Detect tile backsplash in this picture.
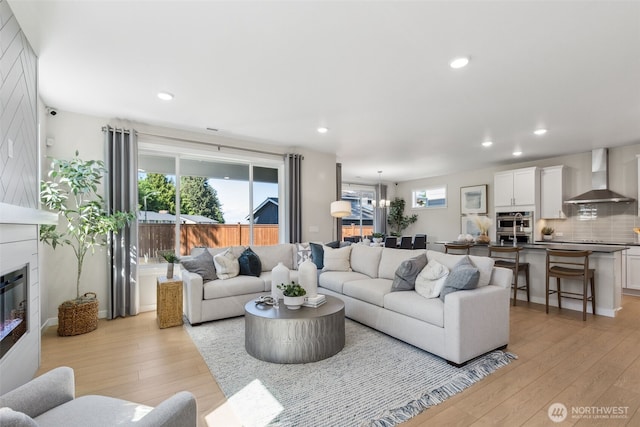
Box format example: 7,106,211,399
542,202,639,243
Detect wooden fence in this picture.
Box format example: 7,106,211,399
138,223,373,260
138,223,280,258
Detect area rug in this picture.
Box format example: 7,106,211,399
185,317,516,427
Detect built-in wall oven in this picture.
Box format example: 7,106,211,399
496,211,534,245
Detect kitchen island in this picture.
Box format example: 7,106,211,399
434,241,629,318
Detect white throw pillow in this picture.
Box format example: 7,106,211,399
322,245,352,272
415,259,449,299
213,248,240,280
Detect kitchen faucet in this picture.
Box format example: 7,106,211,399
513,212,523,247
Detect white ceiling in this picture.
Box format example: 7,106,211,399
8,0,640,183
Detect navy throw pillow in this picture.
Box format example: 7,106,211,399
310,242,324,270
238,248,262,277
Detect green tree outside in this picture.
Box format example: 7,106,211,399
180,176,225,223
138,173,176,213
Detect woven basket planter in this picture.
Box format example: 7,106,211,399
57,292,99,336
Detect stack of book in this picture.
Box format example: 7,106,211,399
303,294,326,308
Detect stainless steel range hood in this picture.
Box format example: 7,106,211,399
564,148,635,204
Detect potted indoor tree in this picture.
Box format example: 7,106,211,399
40,151,135,336
277,282,307,310
387,197,418,237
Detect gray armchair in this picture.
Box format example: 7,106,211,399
0,367,197,426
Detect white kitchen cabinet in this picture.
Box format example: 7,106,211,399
494,167,539,212
627,246,640,290
540,165,566,219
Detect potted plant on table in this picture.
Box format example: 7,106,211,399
371,232,384,244
40,151,135,336
277,282,307,310
161,251,180,279
541,227,554,241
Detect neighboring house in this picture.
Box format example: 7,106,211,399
180,214,218,224
247,197,278,224
341,196,374,226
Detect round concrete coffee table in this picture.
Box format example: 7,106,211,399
244,295,345,363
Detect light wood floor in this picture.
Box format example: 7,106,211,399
38,296,640,426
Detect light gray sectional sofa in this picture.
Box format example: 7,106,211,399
181,243,512,365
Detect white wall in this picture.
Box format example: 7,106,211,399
41,110,337,323
396,143,640,244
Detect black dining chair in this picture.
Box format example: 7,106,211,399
413,235,427,249
399,236,413,249
384,237,397,248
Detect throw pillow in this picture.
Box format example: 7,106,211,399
309,242,324,269
322,245,352,271
439,256,480,301
325,240,340,249
391,253,428,291
415,259,449,299
238,247,262,277
0,407,38,427
296,242,312,266
213,248,240,280
180,250,217,282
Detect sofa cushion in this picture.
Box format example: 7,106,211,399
203,276,266,299
251,244,294,271
213,248,240,280
296,242,312,266
427,250,494,287
319,271,370,294
238,248,262,277
310,242,324,269
0,408,37,427
350,244,383,278
383,291,444,327
343,278,393,307
439,256,480,301
391,253,428,291
181,250,217,281
415,259,449,299
322,245,352,271
378,248,427,280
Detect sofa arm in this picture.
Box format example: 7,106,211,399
138,391,197,427
181,268,204,324
444,285,511,364
0,367,75,418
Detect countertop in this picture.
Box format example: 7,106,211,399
435,240,632,253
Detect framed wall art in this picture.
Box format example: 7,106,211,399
460,184,487,214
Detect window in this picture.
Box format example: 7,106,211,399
138,151,282,264
412,186,447,209
340,185,376,238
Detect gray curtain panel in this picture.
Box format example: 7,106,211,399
336,163,343,242
375,184,388,235
285,153,303,243
104,126,139,318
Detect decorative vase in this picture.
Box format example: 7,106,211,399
475,233,491,244
283,295,305,310
543,234,553,241
166,263,174,279
299,259,318,298
271,262,290,300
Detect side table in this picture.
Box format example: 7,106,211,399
157,276,183,328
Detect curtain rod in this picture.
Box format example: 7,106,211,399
134,130,288,158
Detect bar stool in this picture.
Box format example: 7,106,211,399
488,246,530,306
545,249,595,321
444,243,471,254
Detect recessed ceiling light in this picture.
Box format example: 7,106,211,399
534,128,547,136
449,57,470,69
482,141,493,147
157,92,174,101
513,150,523,156
317,127,329,134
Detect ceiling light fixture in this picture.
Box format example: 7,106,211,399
157,92,174,101
371,171,390,209
534,128,547,136
317,127,329,134
513,151,523,156
449,57,470,69
482,141,493,147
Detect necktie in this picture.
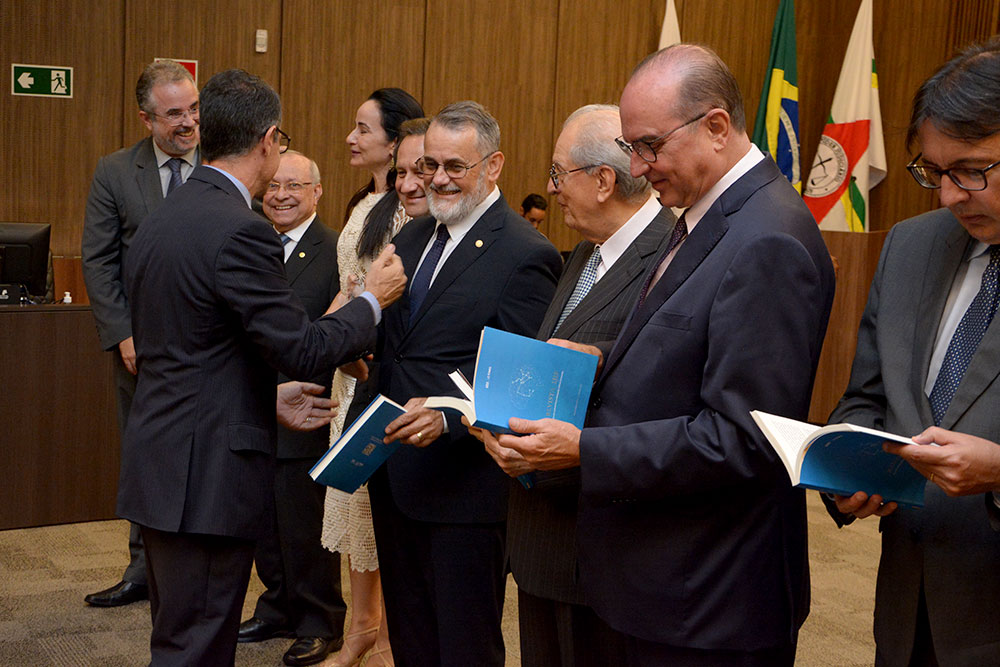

§ What you need to do
Look in the material above for the line with "Detect black dining chair in this picture." and the line with "Detect framed wall art in this picture.", and transcribe exactly those lines and all lines between them, nothing more.

§ Answer section
Detect black dining chair in this picture.
Box format example: 7,106,211,399
413,235,427,249
399,236,413,249
384,237,397,248
Detect throw pillow in this picture.
Box format example: 7,106,211,399
309,242,324,269
322,245,352,271
439,256,480,301
325,240,340,249
391,253,428,291
415,259,449,299
238,247,262,277
0,407,38,427
296,242,312,266
213,248,240,280
180,250,217,282
Detect sofa cushion in this picture.
Box format example: 7,106,211,399
203,276,266,299
251,244,294,271
213,248,240,280
296,242,312,266
427,250,494,287
319,271,370,294
238,248,262,277
310,242,324,269
0,408,37,427
350,244,383,278
383,291,444,327
343,278,393,307
439,256,480,301
391,253,428,291
181,250,217,281
415,259,449,299
322,245,352,271
378,248,427,280
Detect sofa arm in this picture.
Box format example: 7,106,211,399
138,391,197,427
181,268,204,324
444,285,511,364
0,367,75,418
Detect countertop in this picture.
Box format example: 7,106,211,399
435,240,632,253
Detect framed wall art in this picture.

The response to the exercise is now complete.